*INSTRUCTIONS FOR THE TASK*. Pick out every line below that contains the word "sign" and copy each one in full.
────────
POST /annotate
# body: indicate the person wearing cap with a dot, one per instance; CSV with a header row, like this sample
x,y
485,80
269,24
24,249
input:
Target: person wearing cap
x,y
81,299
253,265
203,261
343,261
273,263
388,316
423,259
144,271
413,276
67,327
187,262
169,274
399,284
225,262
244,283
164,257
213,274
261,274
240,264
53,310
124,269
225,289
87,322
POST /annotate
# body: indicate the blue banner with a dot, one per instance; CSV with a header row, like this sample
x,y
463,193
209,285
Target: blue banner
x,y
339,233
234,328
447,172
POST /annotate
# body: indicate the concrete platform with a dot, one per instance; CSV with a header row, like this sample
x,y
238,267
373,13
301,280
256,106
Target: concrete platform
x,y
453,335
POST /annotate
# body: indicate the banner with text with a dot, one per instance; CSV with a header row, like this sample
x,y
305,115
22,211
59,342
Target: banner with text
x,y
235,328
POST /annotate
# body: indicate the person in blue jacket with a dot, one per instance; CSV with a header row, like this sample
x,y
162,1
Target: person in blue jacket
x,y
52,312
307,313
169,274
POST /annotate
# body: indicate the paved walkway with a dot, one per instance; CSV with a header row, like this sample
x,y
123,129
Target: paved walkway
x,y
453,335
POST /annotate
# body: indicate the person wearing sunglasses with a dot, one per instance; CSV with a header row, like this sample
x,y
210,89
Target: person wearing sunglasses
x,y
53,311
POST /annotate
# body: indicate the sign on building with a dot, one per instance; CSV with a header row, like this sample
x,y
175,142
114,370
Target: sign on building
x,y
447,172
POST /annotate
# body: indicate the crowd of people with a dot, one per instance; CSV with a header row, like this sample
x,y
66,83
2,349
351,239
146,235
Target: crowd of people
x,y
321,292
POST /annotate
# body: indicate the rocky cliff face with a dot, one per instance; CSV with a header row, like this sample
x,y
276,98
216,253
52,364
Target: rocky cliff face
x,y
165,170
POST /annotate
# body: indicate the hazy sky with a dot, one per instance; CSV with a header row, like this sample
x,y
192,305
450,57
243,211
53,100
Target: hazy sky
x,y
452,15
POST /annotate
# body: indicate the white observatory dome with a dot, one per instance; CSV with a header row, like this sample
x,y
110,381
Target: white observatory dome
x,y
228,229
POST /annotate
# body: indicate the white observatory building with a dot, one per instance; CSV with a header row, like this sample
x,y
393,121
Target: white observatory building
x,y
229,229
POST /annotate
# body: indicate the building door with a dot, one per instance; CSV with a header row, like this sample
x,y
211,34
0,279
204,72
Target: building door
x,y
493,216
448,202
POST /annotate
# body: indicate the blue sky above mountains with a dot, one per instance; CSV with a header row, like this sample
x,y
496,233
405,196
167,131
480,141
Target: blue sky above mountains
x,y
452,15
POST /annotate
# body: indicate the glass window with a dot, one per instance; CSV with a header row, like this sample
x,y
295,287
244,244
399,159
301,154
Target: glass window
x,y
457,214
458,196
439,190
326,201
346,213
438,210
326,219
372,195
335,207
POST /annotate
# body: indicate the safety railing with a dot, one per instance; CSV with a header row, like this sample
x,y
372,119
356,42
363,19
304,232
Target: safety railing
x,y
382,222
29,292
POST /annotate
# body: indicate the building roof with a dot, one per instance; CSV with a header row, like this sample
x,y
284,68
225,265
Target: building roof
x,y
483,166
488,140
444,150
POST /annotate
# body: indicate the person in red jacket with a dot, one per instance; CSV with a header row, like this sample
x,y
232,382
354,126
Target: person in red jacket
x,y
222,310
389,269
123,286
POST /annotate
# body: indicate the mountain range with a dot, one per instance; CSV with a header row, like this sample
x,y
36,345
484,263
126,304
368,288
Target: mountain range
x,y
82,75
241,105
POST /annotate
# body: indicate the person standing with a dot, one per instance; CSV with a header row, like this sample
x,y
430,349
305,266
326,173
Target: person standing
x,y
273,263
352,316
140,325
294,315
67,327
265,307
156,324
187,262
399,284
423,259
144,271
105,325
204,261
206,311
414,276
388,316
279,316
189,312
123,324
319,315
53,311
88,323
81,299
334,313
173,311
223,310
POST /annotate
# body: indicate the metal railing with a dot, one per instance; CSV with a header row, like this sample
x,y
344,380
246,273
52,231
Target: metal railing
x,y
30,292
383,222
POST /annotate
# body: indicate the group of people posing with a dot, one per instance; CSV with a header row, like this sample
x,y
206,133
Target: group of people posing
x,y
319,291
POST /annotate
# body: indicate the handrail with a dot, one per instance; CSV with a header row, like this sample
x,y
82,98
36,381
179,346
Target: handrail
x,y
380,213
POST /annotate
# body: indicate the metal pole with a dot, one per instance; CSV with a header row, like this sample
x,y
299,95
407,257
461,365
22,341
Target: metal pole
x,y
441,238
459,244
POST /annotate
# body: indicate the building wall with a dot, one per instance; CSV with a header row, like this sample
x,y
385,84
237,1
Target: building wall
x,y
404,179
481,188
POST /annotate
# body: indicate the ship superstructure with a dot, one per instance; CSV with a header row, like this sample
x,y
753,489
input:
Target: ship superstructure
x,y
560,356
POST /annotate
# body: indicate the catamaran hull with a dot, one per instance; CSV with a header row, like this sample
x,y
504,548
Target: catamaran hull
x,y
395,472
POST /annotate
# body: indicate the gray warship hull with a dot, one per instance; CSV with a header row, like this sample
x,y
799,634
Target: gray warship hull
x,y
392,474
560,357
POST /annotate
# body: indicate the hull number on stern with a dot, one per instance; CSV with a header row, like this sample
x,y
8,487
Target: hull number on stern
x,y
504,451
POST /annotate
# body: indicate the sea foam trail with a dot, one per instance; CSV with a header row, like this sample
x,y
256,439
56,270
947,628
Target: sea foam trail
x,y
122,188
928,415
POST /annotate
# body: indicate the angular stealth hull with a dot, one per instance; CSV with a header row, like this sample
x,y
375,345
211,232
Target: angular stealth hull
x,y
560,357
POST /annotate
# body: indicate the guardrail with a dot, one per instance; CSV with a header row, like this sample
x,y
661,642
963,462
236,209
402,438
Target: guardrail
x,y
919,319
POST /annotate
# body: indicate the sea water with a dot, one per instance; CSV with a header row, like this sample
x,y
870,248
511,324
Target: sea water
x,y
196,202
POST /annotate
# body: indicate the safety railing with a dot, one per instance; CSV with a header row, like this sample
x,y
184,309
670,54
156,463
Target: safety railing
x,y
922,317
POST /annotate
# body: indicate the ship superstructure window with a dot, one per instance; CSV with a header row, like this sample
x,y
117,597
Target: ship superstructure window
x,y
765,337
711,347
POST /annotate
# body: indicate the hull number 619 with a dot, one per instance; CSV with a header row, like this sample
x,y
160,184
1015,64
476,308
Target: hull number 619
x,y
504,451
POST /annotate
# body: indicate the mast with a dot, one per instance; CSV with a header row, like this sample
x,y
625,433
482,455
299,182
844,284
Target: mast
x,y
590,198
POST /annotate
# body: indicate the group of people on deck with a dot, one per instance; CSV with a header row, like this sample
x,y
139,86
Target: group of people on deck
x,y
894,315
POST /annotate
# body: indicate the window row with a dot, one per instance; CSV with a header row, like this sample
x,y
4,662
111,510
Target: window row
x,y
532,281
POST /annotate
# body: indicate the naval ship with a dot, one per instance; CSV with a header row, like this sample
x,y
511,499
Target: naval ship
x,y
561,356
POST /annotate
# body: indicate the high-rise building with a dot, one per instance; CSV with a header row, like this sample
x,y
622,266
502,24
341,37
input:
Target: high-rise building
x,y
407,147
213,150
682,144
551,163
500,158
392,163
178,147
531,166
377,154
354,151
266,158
────────
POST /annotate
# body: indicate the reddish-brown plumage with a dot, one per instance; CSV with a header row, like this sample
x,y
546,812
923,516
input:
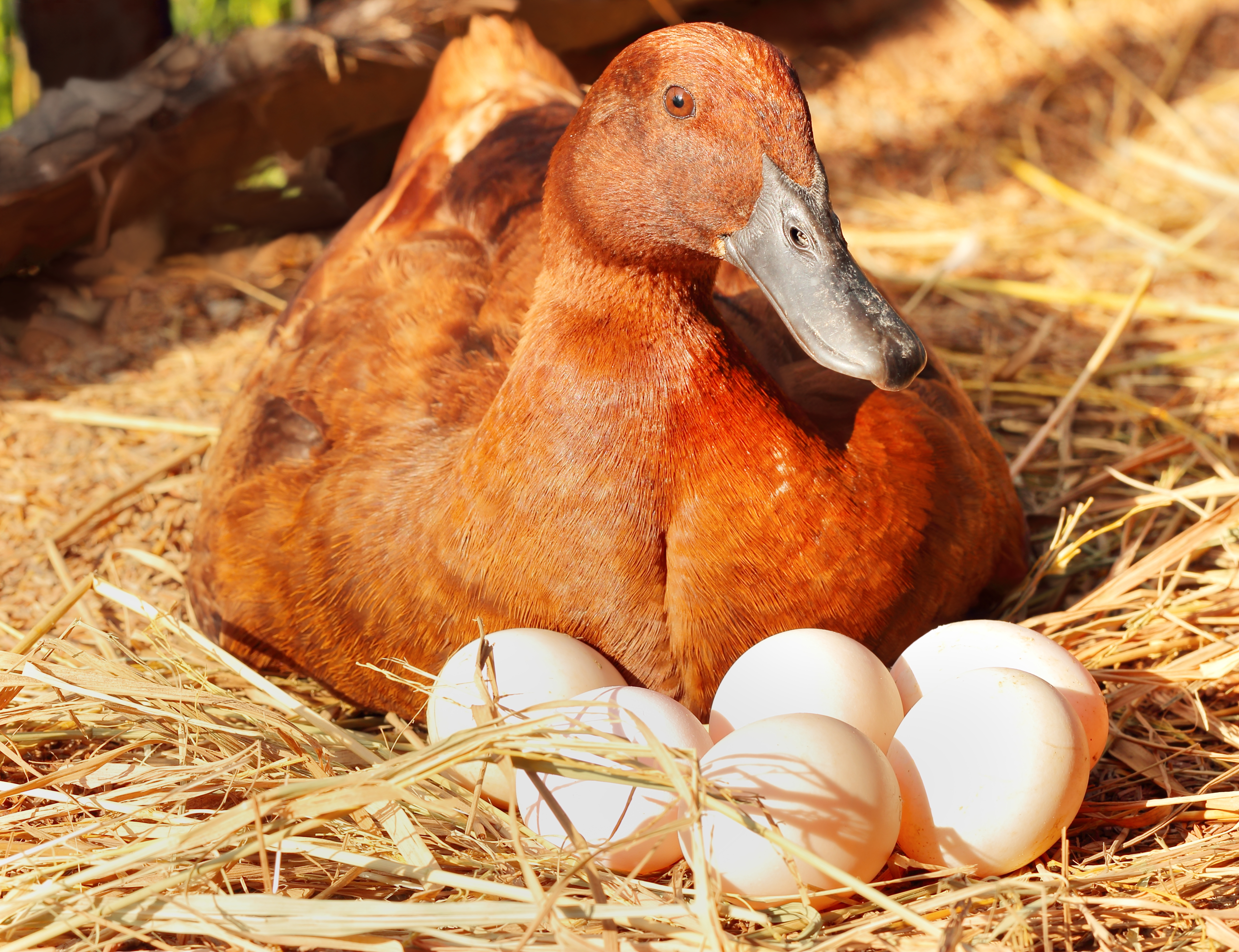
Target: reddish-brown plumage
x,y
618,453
────────
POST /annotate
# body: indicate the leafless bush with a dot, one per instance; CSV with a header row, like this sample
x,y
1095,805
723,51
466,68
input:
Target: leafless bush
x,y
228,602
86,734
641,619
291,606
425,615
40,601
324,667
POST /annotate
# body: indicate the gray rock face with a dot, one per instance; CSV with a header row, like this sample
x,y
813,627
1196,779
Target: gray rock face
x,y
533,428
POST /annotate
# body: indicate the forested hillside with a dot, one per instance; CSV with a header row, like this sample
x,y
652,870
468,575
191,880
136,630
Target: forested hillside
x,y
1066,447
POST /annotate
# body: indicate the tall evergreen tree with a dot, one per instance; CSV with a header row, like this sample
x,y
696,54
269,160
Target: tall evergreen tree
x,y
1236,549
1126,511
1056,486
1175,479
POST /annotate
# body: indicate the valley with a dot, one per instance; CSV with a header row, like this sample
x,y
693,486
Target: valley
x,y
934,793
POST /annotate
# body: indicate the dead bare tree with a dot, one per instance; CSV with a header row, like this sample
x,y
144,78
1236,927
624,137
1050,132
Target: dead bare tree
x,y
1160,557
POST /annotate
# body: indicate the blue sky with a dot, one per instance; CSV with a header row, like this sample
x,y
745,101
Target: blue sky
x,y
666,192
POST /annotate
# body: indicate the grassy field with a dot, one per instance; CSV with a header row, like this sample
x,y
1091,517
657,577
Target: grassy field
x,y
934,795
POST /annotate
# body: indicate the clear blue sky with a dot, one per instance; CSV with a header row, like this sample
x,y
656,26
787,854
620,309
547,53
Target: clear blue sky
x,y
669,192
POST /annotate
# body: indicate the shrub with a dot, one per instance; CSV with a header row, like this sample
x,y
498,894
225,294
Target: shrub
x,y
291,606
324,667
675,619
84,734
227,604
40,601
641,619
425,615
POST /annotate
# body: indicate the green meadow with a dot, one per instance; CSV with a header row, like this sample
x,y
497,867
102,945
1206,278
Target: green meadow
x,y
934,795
────────
*RESULT*.
# body: indicate the sign on building with a dot, one per instance; CSV with a header row, like this sample
Target: sign on building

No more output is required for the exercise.